Reproduce the lines below exactly, starting at the one containing "Can you see the wooden floorboard?" and stopping at the final line.
━━━ Records for the exercise ━━━
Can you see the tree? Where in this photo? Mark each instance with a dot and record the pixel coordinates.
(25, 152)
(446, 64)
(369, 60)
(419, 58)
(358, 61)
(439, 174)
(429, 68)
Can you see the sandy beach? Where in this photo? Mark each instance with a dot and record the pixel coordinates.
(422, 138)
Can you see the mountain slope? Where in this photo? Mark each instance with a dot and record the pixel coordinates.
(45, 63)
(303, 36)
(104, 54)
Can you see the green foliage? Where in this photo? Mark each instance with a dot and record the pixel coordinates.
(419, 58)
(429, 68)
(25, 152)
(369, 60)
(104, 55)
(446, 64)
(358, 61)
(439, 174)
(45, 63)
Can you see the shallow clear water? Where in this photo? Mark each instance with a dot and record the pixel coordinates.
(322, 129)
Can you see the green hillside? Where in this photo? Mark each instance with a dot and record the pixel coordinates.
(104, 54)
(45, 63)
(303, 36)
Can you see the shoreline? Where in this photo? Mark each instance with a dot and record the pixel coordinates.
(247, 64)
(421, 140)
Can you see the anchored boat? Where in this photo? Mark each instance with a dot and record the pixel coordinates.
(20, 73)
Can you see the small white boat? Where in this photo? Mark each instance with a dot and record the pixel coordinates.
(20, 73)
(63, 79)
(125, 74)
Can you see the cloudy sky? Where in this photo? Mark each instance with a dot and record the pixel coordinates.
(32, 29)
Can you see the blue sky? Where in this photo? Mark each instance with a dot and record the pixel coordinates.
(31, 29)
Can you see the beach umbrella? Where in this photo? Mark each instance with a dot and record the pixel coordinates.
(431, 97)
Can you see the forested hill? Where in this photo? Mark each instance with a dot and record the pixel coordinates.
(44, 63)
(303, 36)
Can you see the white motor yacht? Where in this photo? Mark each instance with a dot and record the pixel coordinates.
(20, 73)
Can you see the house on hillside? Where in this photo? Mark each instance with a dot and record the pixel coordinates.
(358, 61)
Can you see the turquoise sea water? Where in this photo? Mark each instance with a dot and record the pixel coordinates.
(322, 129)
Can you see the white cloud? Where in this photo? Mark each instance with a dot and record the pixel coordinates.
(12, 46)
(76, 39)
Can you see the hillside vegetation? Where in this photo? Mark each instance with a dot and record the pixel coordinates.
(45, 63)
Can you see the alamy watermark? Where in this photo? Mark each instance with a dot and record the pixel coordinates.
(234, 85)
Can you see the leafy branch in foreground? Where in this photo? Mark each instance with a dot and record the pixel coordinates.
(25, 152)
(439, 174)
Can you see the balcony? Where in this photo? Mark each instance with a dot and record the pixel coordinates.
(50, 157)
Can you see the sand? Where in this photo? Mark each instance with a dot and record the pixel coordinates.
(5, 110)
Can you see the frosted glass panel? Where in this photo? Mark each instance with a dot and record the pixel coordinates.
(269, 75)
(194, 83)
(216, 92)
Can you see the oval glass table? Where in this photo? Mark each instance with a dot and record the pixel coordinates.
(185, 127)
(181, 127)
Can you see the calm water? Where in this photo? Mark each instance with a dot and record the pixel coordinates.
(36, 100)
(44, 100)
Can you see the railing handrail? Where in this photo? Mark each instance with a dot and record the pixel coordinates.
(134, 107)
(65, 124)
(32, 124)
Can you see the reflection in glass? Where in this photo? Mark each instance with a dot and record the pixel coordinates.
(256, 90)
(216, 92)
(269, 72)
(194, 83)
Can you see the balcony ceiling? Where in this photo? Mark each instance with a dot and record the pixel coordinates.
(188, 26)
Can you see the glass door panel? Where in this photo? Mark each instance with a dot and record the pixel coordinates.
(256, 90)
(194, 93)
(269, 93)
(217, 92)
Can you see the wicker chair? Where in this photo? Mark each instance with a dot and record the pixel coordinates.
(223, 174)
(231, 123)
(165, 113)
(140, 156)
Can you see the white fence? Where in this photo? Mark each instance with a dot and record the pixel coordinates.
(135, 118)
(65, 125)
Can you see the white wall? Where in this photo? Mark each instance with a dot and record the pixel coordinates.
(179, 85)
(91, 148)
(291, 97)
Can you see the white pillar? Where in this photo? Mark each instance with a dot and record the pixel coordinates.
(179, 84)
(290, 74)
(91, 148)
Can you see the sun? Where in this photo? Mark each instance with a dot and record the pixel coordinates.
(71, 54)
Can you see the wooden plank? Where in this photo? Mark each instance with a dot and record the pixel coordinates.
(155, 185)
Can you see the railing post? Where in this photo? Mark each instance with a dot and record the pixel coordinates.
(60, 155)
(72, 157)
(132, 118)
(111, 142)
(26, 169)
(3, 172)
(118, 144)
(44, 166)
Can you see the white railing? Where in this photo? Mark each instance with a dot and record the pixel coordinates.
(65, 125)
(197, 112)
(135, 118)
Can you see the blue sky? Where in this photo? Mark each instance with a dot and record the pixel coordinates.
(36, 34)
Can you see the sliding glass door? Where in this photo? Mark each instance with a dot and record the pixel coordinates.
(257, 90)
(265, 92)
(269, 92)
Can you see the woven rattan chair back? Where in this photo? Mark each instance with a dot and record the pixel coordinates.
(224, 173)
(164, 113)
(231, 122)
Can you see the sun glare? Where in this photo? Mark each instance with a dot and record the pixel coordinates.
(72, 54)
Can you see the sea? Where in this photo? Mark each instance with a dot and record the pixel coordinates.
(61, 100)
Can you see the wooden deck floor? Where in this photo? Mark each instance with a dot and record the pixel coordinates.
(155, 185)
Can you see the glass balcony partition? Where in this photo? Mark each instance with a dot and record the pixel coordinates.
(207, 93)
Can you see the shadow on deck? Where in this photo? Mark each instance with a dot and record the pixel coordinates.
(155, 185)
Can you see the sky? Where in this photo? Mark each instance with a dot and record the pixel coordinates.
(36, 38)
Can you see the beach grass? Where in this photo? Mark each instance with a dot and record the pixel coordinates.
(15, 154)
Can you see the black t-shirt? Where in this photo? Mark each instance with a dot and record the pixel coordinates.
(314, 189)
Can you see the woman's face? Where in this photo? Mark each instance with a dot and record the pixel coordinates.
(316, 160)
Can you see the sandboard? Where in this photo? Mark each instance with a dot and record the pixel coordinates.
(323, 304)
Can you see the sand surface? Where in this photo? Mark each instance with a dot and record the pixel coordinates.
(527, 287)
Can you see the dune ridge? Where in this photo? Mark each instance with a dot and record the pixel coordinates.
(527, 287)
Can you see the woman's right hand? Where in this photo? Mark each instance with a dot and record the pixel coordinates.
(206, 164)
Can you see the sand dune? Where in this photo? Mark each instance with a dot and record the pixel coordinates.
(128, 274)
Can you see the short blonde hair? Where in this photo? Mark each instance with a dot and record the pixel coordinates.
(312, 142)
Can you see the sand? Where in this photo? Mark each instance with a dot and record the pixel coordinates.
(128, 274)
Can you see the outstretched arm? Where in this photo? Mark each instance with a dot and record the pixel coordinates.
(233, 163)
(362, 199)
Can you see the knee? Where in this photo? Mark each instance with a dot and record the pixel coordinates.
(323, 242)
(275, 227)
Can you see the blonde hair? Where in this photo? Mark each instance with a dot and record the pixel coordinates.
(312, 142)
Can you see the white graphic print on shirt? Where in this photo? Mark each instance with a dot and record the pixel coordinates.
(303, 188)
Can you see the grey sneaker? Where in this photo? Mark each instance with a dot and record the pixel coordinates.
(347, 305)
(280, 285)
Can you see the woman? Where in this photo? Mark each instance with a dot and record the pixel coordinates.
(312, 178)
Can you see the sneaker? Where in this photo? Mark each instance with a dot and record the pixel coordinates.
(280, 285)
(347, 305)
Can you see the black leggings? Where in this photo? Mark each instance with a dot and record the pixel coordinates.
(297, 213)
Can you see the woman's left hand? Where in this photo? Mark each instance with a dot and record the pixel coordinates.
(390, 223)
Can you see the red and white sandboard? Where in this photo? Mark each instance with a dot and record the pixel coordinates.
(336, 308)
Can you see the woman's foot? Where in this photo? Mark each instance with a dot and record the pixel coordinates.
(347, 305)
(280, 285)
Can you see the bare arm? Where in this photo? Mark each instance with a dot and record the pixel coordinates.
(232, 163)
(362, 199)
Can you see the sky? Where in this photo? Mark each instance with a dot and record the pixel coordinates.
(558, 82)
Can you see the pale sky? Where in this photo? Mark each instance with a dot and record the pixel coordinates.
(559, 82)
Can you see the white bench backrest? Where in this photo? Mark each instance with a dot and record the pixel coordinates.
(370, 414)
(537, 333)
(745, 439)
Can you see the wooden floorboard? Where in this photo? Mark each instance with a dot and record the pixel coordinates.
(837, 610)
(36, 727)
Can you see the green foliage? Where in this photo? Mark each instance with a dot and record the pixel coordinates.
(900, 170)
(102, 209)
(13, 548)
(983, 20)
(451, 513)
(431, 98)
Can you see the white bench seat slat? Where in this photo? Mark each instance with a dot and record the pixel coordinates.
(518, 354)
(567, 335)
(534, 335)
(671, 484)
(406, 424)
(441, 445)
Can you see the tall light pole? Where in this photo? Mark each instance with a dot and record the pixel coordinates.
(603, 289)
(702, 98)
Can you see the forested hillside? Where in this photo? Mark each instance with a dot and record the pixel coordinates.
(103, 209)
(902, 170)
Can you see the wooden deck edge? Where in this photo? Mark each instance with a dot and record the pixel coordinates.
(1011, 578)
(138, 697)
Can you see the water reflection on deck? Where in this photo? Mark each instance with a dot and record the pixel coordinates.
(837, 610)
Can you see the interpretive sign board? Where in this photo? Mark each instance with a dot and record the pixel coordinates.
━━━
▶ **Task response**:
Can you see the wooden floorboard? Where in this photo? Mark each instance with a dot and record the pixel coordinates.
(837, 610)
(36, 727)
Can you see the green foliage? Where in this photo? Mark each instance with a dot and record the pixel coordinates.
(900, 170)
(102, 209)
(13, 548)
(983, 20)
(451, 513)
(431, 98)
Can you see the white bench seat slat? Where in this photo? Mark each instance with a dot and record the pixel coordinates.
(518, 354)
(567, 335)
(534, 335)
(671, 484)
(406, 424)
(441, 445)
Can you see the tall light pole? Where in this photo? Mark each instance with a dot and record the pixel coordinates.
(603, 289)
(702, 98)
Can you see the forested hillside? Where in this photo? Mark each instance with a dot and record the pixel coordinates.
(103, 209)
(902, 170)
Can you see the wooden deck edge? Where in this photo? Mark each instance with a dot and record the pixel coordinates.
(1011, 578)
(138, 697)
Can you see the water reflection on deck? Where in this photo? Mark each instance with a dot and record the pixel coordinates.
(837, 610)
Can you see the interpretive sign board? Where in this photo? Mark each instance with a dot and record the pixel coordinates.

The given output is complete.